(Data for this exercise)

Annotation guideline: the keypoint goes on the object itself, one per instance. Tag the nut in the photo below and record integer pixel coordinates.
--
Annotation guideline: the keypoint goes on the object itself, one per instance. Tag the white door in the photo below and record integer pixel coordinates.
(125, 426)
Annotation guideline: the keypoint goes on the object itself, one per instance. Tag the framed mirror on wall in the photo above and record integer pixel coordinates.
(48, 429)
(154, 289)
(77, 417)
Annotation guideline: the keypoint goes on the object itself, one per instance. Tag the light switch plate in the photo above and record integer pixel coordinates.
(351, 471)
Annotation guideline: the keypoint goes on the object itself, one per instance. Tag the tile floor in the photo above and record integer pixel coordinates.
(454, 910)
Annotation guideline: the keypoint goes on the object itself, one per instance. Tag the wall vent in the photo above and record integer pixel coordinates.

(Task prompt)
Could you set down, word for word, only the lines above from the line with "Tag the tile" to the line with "Tag the wall", including both?

(Reply to the exercise)
Annotation guideline: the keypoint goes on the object itself, one per instance. Tag the tile floor in the photo above and record integer pixel coordinates.
(454, 910)
Annotation guideline: the keypoint goes on the object itself, one per instance. Tag the wall vent in the photo above and record integer pixel coordinates.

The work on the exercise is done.